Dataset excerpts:
· · ·

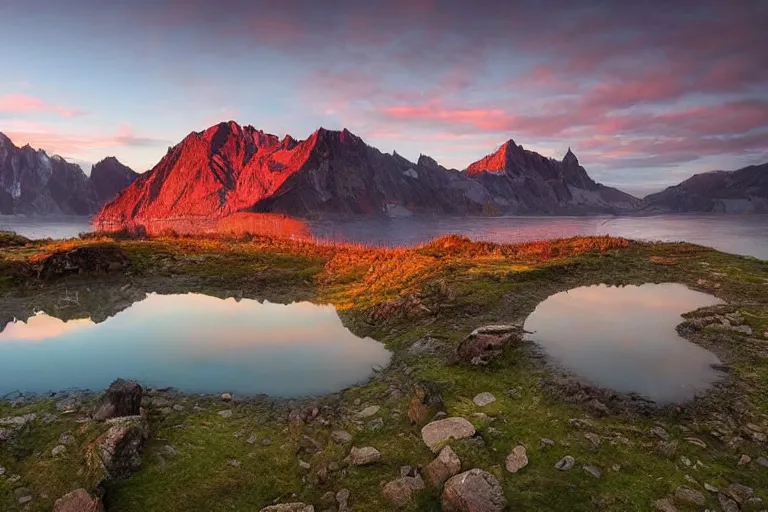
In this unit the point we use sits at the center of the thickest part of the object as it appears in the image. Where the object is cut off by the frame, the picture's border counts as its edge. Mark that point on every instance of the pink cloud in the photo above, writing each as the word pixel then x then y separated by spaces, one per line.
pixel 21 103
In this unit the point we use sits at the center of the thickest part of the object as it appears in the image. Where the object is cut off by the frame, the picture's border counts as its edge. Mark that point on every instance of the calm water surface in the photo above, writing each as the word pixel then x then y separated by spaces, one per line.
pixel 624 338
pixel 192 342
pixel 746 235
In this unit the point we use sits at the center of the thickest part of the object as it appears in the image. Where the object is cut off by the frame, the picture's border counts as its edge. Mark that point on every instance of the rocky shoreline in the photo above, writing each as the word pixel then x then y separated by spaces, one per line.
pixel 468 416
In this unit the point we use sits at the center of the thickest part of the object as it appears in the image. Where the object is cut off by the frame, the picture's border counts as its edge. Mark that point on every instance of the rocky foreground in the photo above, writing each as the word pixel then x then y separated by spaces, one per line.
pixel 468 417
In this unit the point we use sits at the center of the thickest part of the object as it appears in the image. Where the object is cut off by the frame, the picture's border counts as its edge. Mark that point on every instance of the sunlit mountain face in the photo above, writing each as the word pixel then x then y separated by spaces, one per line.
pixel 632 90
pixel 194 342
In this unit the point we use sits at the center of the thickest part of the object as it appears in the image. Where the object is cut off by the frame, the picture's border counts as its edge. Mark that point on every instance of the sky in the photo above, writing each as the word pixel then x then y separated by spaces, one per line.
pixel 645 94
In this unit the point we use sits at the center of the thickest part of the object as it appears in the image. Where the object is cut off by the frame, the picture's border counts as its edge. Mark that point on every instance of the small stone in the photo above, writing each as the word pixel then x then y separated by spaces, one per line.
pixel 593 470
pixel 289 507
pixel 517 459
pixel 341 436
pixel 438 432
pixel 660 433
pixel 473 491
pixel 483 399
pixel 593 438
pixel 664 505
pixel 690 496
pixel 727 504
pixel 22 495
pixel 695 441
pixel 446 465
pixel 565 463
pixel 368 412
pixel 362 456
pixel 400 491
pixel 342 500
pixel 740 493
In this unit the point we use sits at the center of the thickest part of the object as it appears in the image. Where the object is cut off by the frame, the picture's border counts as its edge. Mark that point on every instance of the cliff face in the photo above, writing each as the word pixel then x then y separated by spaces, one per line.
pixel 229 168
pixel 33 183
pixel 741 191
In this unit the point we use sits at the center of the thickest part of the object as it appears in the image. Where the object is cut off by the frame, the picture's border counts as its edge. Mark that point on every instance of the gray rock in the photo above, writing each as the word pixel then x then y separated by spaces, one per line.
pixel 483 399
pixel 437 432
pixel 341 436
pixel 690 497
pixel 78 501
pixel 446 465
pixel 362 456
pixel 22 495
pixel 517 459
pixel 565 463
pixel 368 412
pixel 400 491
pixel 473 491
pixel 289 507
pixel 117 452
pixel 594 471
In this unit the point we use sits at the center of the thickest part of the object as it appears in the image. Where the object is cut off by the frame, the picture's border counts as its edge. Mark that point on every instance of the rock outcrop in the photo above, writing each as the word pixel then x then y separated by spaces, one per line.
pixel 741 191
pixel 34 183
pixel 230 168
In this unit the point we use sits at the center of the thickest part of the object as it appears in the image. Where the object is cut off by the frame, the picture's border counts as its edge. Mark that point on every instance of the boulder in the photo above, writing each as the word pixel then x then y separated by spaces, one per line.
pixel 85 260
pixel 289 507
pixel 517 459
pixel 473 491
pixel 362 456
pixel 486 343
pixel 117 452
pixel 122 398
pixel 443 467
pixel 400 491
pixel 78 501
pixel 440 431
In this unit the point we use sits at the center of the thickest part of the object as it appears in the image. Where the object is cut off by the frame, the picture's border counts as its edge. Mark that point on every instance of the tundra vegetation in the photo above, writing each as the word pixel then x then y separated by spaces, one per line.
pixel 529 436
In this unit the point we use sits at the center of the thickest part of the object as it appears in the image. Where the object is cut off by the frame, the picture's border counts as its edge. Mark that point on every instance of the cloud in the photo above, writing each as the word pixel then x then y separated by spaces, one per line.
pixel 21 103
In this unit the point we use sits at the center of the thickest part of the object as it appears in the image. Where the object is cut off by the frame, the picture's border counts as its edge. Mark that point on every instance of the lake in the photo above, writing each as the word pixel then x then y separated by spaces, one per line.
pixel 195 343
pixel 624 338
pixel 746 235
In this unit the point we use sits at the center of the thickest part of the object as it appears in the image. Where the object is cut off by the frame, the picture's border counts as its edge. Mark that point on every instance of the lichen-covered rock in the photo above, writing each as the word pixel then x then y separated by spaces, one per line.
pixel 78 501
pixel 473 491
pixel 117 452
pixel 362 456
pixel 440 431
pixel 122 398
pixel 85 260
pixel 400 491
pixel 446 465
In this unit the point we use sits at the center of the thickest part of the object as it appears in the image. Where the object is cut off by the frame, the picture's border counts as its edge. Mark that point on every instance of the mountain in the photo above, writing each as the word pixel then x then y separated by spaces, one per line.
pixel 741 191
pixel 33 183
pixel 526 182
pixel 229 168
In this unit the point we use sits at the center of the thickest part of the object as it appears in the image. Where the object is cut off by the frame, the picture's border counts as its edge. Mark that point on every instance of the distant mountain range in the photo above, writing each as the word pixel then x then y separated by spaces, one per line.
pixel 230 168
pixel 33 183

· · ·

## Your task
Write the entries above out again exactly, omitting each image.

## Written solution
In this unit the point we use sits at the center of the thickest part of the object as it appears in the image. Where the object is cut off by the frame, the picture's border counts as its edge. Mark that point on every instance of the pink cloud in the photo above, writing each as the word pixel then x then y separated by spaces, one per line.
pixel 21 103
In this unit the point we use sits at the center of the thickest part of the object as it appears in the image. Where the object is cut off by the frame, the picture's border counts as its edge. Mark that point on every instance of the calm water surface in the photo above, writing each as the word pixel then x then y separated by spaces, one per line.
pixel 624 338
pixel 192 342
pixel 746 235
In this unit the point we use sits at the center of the thickest part of the object as it appears in the image. Where the object is cut off by the frame, the picture's border counts as its edge. Mark that point on every instance of the rocky shoreline in the photo above, writing each as the word pixel then x then y separated by spaces, one per line.
pixel 468 416
In this unit the point we use sits at the center of the thickest part of the object as it appears in the image. Where the object is cut off by the frame, the picture's border counts as its edge. Mark that point on every instance of the rocky foreground in the photo above, writing each as the word pixel then x then y separated by spaces, one per line.
pixel 468 417
In this unit the point we use sits at the center of the thickest part of the object as it appears in the image. Where the object is cut off by the frame, the picture's border counts as its edge. Mark that point on every instance of the sunlit mountain face in the photo above, writing each as the word pixel then x then y separated by spaces, one per line.
pixel 632 90
pixel 194 342
In this unit the point we use sits at the center of the thickest part of the object as it appears in the image. Where the object is cut off by the frame, the picture's border counts as its edge. Mark that point on every instance of the sky in the photo above, writing each as the word pixel then x then y separated by spaces, one per line.
pixel 645 94
In this unit the point we use sits at the center of the thickest part of the object as it appears in the image. Where the object is cut off by the frame, the picture's border counts as its edge. Mark that point on every instance of the small stone in the photo above, writing each as the word pixel then x then y separated by spaces, one per line.
pixel 593 470
pixel 289 507
pixel 517 459
pixel 341 436
pixel 438 432
pixel 660 433
pixel 473 491
pixel 483 399
pixel 593 438
pixel 664 505
pixel 690 496
pixel 727 504
pixel 22 495
pixel 695 441
pixel 446 465
pixel 565 463
pixel 368 412
pixel 362 456
pixel 400 491
pixel 342 500
pixel 740 493
In this unit the point we use sits at the center of the thickest part of the object as it appears in the image. Where the object is cut off by the frame, the picture's border counts as its edge. Mark that point on every instance of the cliff face in the photo above, writing each as the word pixel then x then y separated by spaces, one per line.
pixel 229 168
pixel 33 183
pixel 741 191
In this unit the point we use sits at the center of the thickest part of the object as it appears in the image. Where the object is cut off by the frame, the picture's border counts as its edge. Mark that point on every instance of the gray rock in the photo above, writing each as the word pixel then x then y separated by spaces, one per line.
pixel 483 399
pixel 437 432
pixel 341 436
pixel 690 497
pixel 78 501
pixel 446 465
pixel 362 456
pixel 22 495
pixel 517 459
pixel 565 463
pixel 368 412
pixel 400 491
pixel 473 491
pixel 289 507
pixel 117 452
pixel 594 471
In this unit the point we use sits at the center of the thickest part of the object as it appears in the image. Where the object is cut off by the frame, the picture's border counts as its edge. Mark that point on every instance of the rock outcrop in the photo above, writing each as the word pixel then x then y separated by spaces, one per line.
pixel 741 191
pixel 34 183
pixel 230 168
In this unit the point we use sits at the center of the thickest part of the object as it appears in the image. Where the object is cut off by the frame, the picture's border counts as its edge. Mark that point on every instance of the boulder in the photo above, writing each as the word pixel then x then y separated by spaces, one per line.
pixel 85 260
pixel 289 507
pixel 517 459
pixel 473 491
pixel 362 456
pixel 486 343
pixel 117 452
pixel 122 398
pixel 443 467
pixel 400 491
pixel 78 501
pixel 440 431
In this unit the point we use sits at the center of the thickest part of the object as it appears in the image. Where the object is cut off by the frame, the picture's border counts as its edge. Mark that point on every instance of the tundra vegetation in the photo above, writing each as the word pixel then x then y separated by spaces, one per line.
pixel 529 436
In this unit the point we use sits at the center of the thickest part of the object as it appears in the image. Where the object is cut off by the frame, the picture's border counts as its edge. Mark that point on every instance of the cloud in the photo above, writing each as the word pixel then x then y separated by spaces, one per line.
pixel 21 103
In this unit the point we use sits at the center of the thickest part of the object as it appears in the image. Where the object is cut off by the frame, the picture's border counts as its edge. Mark that point on every instance of the lake in the photo above, writing each as the word pixel then x then y separated by spaces, one per line.
pixel 195 343
pixel 624 338
pixel 746 235
In this unit the point we use sits at the center of the thickest part of the object as it appears in the image. Where the object is cut off by the frame, the picture's border counts as its edge. Mark that point on every instance of the lichen-covered rock in the photo above, writing each as the word pixel then x then y separated by spaces, one per line.
pixel 78 501
pixel 473 491
pixel 117 452
pixel 362 456
pixel 440 431
pixel 122 398
pixel 85 260
pixel 400 491
pixel 446 465
In this unit the point we use sits at the center of the thickest part of the object as it appears in the image. Where the object is cut off by the frame, the picture's border counts as its edge. Mark that point on every instance of the mountain in the photo above, writing each as the word pixel then x then y separated by spaces, one per line.
pixel 741 191
pixel 33 183
pixel 526 182
pixel 229 168
In this unit the point we use sits at the center of the thickest part of the object as it appears in the image. Where the object is cut off by the frame, the picture's border counts as its edge. Mark that point on every instance of the distant mountain range in the photo above, writing each as the word pixel then x then y separated by spaces, one per line.
pixel 230 168
pixel 33 183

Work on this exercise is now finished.